• _Texte sélectionné_
Cibler et détruire l’UNRWA
Bien que la campagne d’Israël contre l’UNRWA ne soit pas nouvelle – voir le bulletin AFPS Réfugiés n°22 [4] –, elle s’est amplifiée depuis le 7 octobre 2023. Dès le déclenchement de l’offensive militaire israélienne, António Guterres rappelait que, selon le droit international, « les locaux de l’ONU et tous les hôpitaux, écoles et cliniques ne doivent jamais être pris pour cible ». Comme si le Secrétaire général savait de quoi est capable l’état-major israélien…
Fin janvier 2024, Israël a affirmé que douze employés de l’UNRWA à Gaza ont participé à l’attaque du 7 octobre 2023. L’Office y emploie 13 000 personnes, et constitue la colonne vertébrale de l’aide humanitaire. « Aucune des trois enquêtes ouvertes – dont celle du groupe indépendant sur la transparence et la neutralité dirigée par l’ancienne ministre française Catherine Colonna – n’a trouvé de preuves à ces allégations. »
Empêcher l’UNRWA de s’acquitter de son mandat dans la bande de Gaza a été depuis plus d’un an un dogme des forces d’occupation. Par exemple interdire l’entrée de l’aide et des médicaments, organiser leur détournement voire leur destruction, s’ils portent son logo ou si l’Office assume leur distribution, encourager l’acheminement de l’aide et la mise en œuvre de projets par d’autres organisations, prendre délibérément pour cible ses convois et ses installations. En témoigne le rapport de novembre 2024 de Human Rights Watch, « Hopeless, Starving, and Besieged » [5].

• _Énoncé de tâche_
Rédigez la suite du texte sur la campagne d'Israël contre l'UNRWA, en commençant après sa dernière phrase.

• _Données listées_
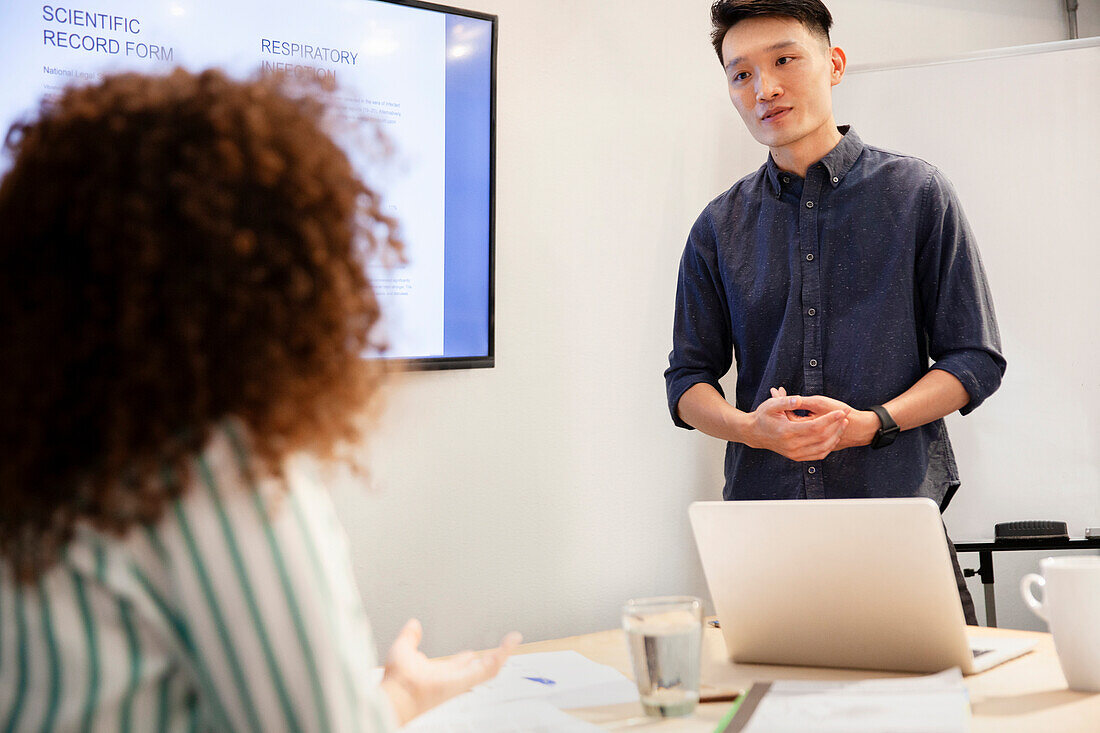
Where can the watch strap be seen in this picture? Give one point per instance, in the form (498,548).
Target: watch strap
(889,429)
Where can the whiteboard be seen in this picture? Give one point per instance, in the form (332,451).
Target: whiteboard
(1018,132)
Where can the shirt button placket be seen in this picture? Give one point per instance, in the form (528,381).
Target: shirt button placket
(811,297)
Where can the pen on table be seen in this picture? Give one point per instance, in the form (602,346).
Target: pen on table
(721,696)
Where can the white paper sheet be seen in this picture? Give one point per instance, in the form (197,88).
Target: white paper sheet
(936,703)
(529,695)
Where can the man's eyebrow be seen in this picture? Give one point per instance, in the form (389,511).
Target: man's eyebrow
(774,46)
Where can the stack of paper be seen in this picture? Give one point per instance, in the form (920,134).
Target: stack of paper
(528,695)
(937,703)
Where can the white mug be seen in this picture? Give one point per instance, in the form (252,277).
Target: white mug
(1070,606)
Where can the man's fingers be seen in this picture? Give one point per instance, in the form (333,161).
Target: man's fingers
(822,404)
(407,642)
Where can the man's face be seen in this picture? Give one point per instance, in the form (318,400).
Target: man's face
(780,78)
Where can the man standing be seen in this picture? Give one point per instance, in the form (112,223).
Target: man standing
(833,274)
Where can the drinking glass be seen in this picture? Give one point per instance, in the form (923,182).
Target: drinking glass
(664,636)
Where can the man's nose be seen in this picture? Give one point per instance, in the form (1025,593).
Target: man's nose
(767,88)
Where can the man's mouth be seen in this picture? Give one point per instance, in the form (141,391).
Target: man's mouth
(774,113)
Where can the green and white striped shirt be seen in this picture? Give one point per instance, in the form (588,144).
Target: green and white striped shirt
(237,612)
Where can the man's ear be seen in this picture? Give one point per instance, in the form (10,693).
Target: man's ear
(838,61)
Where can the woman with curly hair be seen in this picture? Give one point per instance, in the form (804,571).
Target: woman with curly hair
(183,310)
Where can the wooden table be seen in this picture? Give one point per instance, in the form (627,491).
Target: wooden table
(1026,695)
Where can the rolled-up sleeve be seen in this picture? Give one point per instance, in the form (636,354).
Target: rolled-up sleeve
(957,306)
(702,349)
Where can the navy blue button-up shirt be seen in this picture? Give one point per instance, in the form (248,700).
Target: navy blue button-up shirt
(843,284)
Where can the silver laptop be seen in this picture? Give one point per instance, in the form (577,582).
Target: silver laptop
(864,583)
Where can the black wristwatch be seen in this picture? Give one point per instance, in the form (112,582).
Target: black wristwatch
(889,430)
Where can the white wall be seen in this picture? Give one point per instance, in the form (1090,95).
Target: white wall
(542,493)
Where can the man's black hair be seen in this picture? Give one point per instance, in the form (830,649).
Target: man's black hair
(727,13)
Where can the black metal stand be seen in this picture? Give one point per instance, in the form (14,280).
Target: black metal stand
(985,548)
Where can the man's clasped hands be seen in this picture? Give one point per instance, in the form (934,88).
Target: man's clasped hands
(809,428)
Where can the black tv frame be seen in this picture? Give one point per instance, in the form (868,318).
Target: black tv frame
(488,361)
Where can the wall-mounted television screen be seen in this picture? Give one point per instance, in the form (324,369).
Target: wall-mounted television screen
(421,73)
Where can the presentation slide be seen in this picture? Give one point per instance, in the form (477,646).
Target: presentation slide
(389,64)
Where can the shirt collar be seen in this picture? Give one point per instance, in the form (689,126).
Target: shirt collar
(837,162)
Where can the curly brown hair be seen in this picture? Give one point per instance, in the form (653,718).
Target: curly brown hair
(174,251)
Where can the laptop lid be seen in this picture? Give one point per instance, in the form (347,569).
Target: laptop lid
(860,583)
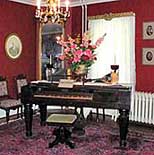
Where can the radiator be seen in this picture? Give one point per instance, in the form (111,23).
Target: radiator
(142,107)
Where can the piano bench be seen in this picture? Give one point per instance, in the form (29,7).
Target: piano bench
(62,133)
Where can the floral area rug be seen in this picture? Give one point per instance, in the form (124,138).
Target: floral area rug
(100,138)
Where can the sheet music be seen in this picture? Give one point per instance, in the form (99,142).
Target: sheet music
(66,83)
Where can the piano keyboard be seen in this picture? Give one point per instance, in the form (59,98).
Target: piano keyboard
(74,96)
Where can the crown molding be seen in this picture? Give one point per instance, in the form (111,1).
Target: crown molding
(73,3)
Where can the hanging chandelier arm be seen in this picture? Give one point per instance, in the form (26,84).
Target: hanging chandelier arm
(52,12)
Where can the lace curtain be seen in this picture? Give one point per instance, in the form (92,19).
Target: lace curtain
(118,47)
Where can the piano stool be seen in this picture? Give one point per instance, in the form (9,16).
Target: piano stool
(62,133)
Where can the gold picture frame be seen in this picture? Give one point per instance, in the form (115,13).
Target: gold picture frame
(148,56)
(13,46)
(148,30)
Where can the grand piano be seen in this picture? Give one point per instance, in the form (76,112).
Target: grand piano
(94,95)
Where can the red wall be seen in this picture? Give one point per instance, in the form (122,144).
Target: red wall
(17,18)
(144,12)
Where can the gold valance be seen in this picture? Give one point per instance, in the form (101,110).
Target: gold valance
(109,16)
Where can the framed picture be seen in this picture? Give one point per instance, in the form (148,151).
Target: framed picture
(148,56)
(13,46)
(148,30)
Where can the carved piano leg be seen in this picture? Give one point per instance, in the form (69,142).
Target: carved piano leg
(28,113)
(123,126)
(43,114)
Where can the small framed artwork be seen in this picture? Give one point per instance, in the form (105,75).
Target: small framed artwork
(13,46)
(148,30)
(148,56)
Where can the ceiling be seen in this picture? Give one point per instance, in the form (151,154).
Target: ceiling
(72,2)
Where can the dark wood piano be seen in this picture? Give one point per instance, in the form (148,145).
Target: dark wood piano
(95,95)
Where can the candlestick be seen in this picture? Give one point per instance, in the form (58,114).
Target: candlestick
(67,3)
(114,59)
(59,5)
(50,59)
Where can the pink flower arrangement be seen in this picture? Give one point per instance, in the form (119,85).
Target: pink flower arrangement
(76,53)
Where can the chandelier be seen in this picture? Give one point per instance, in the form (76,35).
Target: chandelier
(52,12)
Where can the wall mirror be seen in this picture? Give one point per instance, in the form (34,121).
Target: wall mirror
(51,67)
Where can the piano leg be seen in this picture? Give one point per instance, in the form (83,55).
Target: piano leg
(43,114)
(28,113)
(123,126)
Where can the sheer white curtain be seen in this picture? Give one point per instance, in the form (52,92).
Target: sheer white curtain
(118,47)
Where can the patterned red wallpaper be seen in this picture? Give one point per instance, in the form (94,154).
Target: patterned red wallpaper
(143,10)
(17,18)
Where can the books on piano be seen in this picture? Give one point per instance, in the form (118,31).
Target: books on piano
(66,83)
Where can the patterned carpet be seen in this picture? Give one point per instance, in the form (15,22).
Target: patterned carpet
(99,139)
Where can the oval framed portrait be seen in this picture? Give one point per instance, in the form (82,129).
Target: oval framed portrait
(13,46)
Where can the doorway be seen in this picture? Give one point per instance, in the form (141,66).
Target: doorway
(51,67)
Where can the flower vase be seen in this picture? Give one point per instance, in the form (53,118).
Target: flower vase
(81,73)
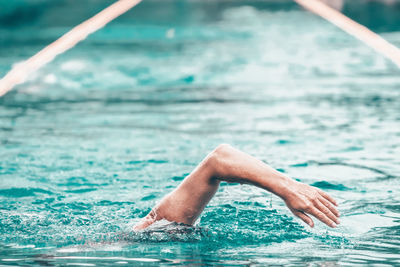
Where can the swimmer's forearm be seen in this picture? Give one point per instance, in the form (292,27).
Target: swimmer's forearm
(226,163)
(235,166)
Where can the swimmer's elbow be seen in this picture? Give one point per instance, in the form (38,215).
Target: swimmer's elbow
(219,159)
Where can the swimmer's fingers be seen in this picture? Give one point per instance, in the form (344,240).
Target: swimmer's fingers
(321,216)
(328,197)
(324,209)
(304,217)
(330,206)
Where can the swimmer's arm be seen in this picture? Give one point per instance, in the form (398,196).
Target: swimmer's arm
(226,163)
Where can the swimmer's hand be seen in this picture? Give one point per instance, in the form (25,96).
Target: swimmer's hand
(225,163)
(303,199)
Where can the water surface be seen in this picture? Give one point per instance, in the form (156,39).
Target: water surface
(95,139)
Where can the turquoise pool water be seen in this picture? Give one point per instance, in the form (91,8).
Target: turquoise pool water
(93,140)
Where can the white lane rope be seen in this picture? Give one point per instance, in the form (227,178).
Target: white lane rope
(353,28)
(20,72)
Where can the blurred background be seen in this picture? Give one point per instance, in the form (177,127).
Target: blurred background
(93,140)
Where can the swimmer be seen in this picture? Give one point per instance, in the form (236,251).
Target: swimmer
(225,163)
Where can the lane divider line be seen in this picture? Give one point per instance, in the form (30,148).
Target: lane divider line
(353,28)
(20,72)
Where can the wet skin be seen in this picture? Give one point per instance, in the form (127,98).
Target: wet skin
(225,163)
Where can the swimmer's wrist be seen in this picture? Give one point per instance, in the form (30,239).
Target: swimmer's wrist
(282,186)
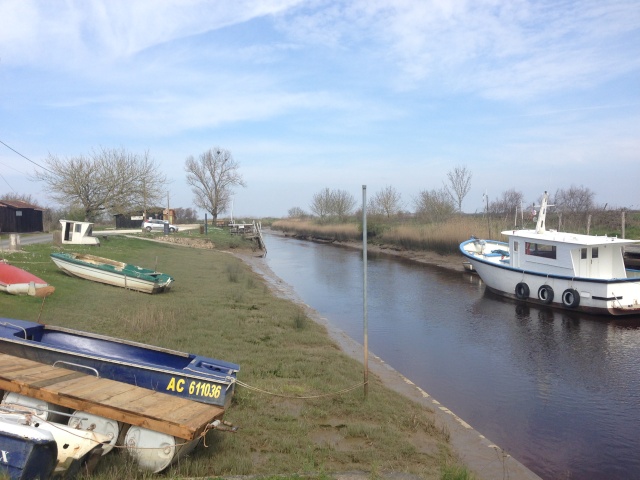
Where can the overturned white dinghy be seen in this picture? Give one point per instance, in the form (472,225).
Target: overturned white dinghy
(78,233)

• _Réponse produite_
Bilan : entre le 8 octobre 2023 et le 13 novembre 2024, les bâtiments de l’UNRWA – écoles, centres médicaux, foyers, bureaux – ont subi 464 attaques israéliennes à Gaza [6]. Plus d’une par jour. Elles ont fait 243 morts parmi ses équipes, et 563 parmi les civils qui s’y trouvaient. Au point que le manque de sécurité, après que plusieurs travailleurs des ONG World Central Kitchen et Save the Children ont été tués le 30 novembre 2024, a contraint Philippe Lazzarini à interrompre momentanément l’acheminement de l’aide depuis le passage de Kerem Shalom.
Pourtant, fin août 2024, lorsqu’un début d’épidémie de poliomyélite a menacé des soldats engagés sur le terrain, – et la population israélienne non vaccinée, les militaires partant périodiquement en permission –, le rôle de l’UNRWA est redevenu primordial ! En un mois, 556 774 Palestiniens de moins de dix ans sont vaccinés. L’armée israélienne a dû admettre que, sans la logistique de l’Office, aidé par l’OMS et l’Unicef, « la campagne de vaccination n’aurait jamais pu être menée à bien » selon Jonathan Adler, journaliste de Local Call. Mais alors qu’il laissait passer 1,2 million de vaccins, l’état-major israélien continuait de restreindre l’entrée d’autres médicaments de première urgence, de l’eau et de la nourriture [7].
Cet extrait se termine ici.